Consigne>
Recopiez à l'identique le passage du texte sur la traversée des Andes à vélo qui va de « Pire encore nous » jusqu'à « nous rend circonspect. » inclus.

Texte>
※ ※ ※
Ils marchèrent longtemps… Très longtemps… Soudain le miracle s’accomplit, et le Cristo Redentor leur dit : « Ça vous épate hein ? »

Bref.

Nous restons 3 jours à Mendoza dans une auberge de jeunesse où l’on a été accueilli de la meilleure manière qui soit malgré nos effluves corporelles de plus en plus présentes. Au programme : reposer le corps et les esprits au bord de la piscine, travailler sur le projet, fêter les 23 bougies de Corentin et rencontrer des entrepreneurs. Nous avons notamment pu rencontrer Patrick Lozano, ex-champion de Skate, 4ème au championnat du monde de Skate en 1991 et ayant installé son concept store alliant skateshop et musée sur le skate dans la capitale du vin.

Après ce repos bien mérité, il est enfin temps pour nous de rentrer dans le vif du sujet: traverser la majestueuse Cordillère des Andes en passant par le col d’El Cristo Redentor niché à plus de 3850 mètres d’altitude. Mendoza étant situé à 650 mètres, nous allons donc devoir grimper 3200 mètres de dénivelé positif pour se rendre au Chili. Autant vous dire qu’une sacrée affaire nous attend au tournant de la montagne.

Le premier soir, après une demi-journée de vélo nous dormons dans le jardin d’une clinique vétérinaire où nous avons la surprise de dormir au côté d’un chien effroyable tout droit sorti d’un chenil militaire, une sorte de berger allemand surdimensionné dopé à la coca et pesant plus de 60 kilos.

Dès le lendemain matin, une barrière indomptable et majestueuse se dresse, la première côte des Andes s’offre à nous et nous réalisons vite, trop vite à quel point nos 45 kilos de montures et de bagages vont être un défi à mener jusqu’en haut. Nous commençons à nous demander très sérieusement pourquoi nous transportons tant de matériel. La facilité relative des 1100 premiers kilomètres à travers la pampa Argentine se fait vite regretter à mesure que la pente se fait de plus en plus raide.

Pire encore nous avons passé près de 3 heures à grimper une côte interminable avant de tout redescendre en un rien de temps à près de 80 km/h. Retour à la case départ… Rien de plus frustrant. Nous en sommes arrivés à détester les descentes car nous savons pertinemment qu’une douloureuse montée nous attend inévitablement.

Cependant nous réalisons la splendeur et la diversité des paysages qui nous entourent. Habitués aux montagnes bien de chez nous, nous découvrons des vallées rocailleuses aux couleurs minérales. Chaque virage nous offre un spectacle différent, un nouveau tableau rempli de mille couleurs pastels. Des alpagas à gauche, un pont digne des décors d’Indiana Jones à droite, un somptueux lac d’altitude en face… On en parvient même à regretter un temps soit peu nos stages dans ces merveilleuses tours de l’ouest parisien tant le paysage nous rend circonspect.
※ ※ ※
Extrait d'un jeu de données>
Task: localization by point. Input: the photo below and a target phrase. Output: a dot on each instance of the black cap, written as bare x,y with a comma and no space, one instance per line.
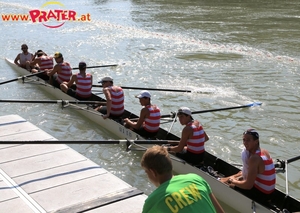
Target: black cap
82,65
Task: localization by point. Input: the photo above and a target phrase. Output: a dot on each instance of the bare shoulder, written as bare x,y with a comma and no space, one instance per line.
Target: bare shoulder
255,159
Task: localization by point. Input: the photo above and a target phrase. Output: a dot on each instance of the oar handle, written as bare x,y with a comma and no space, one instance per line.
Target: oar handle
109,65
93,142
293,159
143,88
21,77
53,101
220,109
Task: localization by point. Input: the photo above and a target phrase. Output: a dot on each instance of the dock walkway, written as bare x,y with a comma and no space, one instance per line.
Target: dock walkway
55,178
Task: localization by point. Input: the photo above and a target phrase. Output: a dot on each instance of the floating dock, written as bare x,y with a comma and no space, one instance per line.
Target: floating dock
55,178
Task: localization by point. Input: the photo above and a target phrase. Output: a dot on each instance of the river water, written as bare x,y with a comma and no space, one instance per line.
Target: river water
228,52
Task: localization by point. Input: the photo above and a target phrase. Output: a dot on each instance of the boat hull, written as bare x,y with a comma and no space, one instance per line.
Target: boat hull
225,194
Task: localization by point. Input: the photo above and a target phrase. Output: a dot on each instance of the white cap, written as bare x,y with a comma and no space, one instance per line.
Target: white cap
144,94
107,78
185,110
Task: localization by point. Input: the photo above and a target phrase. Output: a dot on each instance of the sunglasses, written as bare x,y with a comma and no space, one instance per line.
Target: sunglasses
251,132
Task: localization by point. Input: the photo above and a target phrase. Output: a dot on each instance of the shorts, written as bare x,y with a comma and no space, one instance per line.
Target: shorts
※ ※ ※
Réponse complète>
Pire encore nous avons passé près de 3 heures à grimper une côte interminable avant de tout redescendre en un rien de temps à près de 80 km/h. Retour à la case départ… Rien de plus frustrant. Nous en sommes arrivés à détester les descentes car nous savons pertinemment qu’une douloureuse montée nous attend inévitablement.

Cependant nous réalisons la splendeur et la diversité des paysages qui nous entourent. Habitués aux montagnes bien de chez nous, nous découvrons des vallées rocailleuses aux couleurs minérales. Chaque virage nous offre un spectacle différent, un nouveau tableau rempli de mille couleurs pastels. Des alpagas à gauche, un pont digne des décors d’Indiana Jones à droite, un somptueux lac d’altitude en face… On en parvient même à regretter un temps soit peu nos stages dans ces merveilleuses tours de l’ouest parisien tant le paysage nous rend circonspect.